[EXCERPT TO READ — start]

= Gelclair =

Medicinal oral gel

Gelclair is a medicinal oral gel containing polyvinylpyrrolidone (PVP) and hyaluronic acid that coats the surface of the mouth forming a thin protective film over painful oral lesions, such as those caused by radiotherapy or chemotherapy treatment for cancer.

==Uses==

Gelclair can be used in the management of the painful symptoms of oral mucositis usually caused by radiotherapy or chemotherapy treatment for cancer but can also be caused by medication, disease, oral surgery, stress, traumatic ulcers caused by dental braces and dentures, and ageing.
Gelclair can be used by patients of all ages.
Gelclair is usually used 3 times a day or as needed. It is usually diluted with water and rinsed around the mouth. It can be used undiluted where no water is available and applied directly.
Gelclair does not numb the mouth and can be used in conjunction with other treatment options for managing oral mucositis, including antibacterial mouthwashes and painkillers.

[EXCERPT TO READ — finish]
[EXCERPTED DATA — start]

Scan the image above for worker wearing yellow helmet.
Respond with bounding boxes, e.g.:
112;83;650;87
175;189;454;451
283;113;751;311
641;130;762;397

[EXCERPTED DATA — finish]

TASKS TO CARRY OUT ▸
**1)** Decide whether each statement agrees with the Gelclair article. Answer yes or no, and quote the words from the article that settle it. (a) Gelclair numbs the mouth. (b) Gelclair can be applied undiluted when there is no water. (c) Gelclair is meant only for adult patients.
**2)** Please summarize the Gelclair article in two sentences.
**3)** According to the Gelclair article, how often is Gelclair usually used?

REPLIES ▸
**1)**
(a) No: "Gelclair does not numb the mouth"
(b) Yes: "It can be used undiluted where no water is available and applied directly."
(c) No: "Gelclair can be used by patients of all ages."

**2)** Gelclair is a medicinal oral gel with polyvinylpyrrolidone (PVP) and hyaluronic acid that coats the mouth with a thin protective film over painful lesions. It is used for the painful symptoms of oral mucositis, usually from cancer radiotherapy or chemotherapy, is typically diluted with water and rinsed around the mouth about three times a day, and can be combined with other treatments such as antibacterial mouthwashes and painkillers.

**3)** 3 times a day or as needed.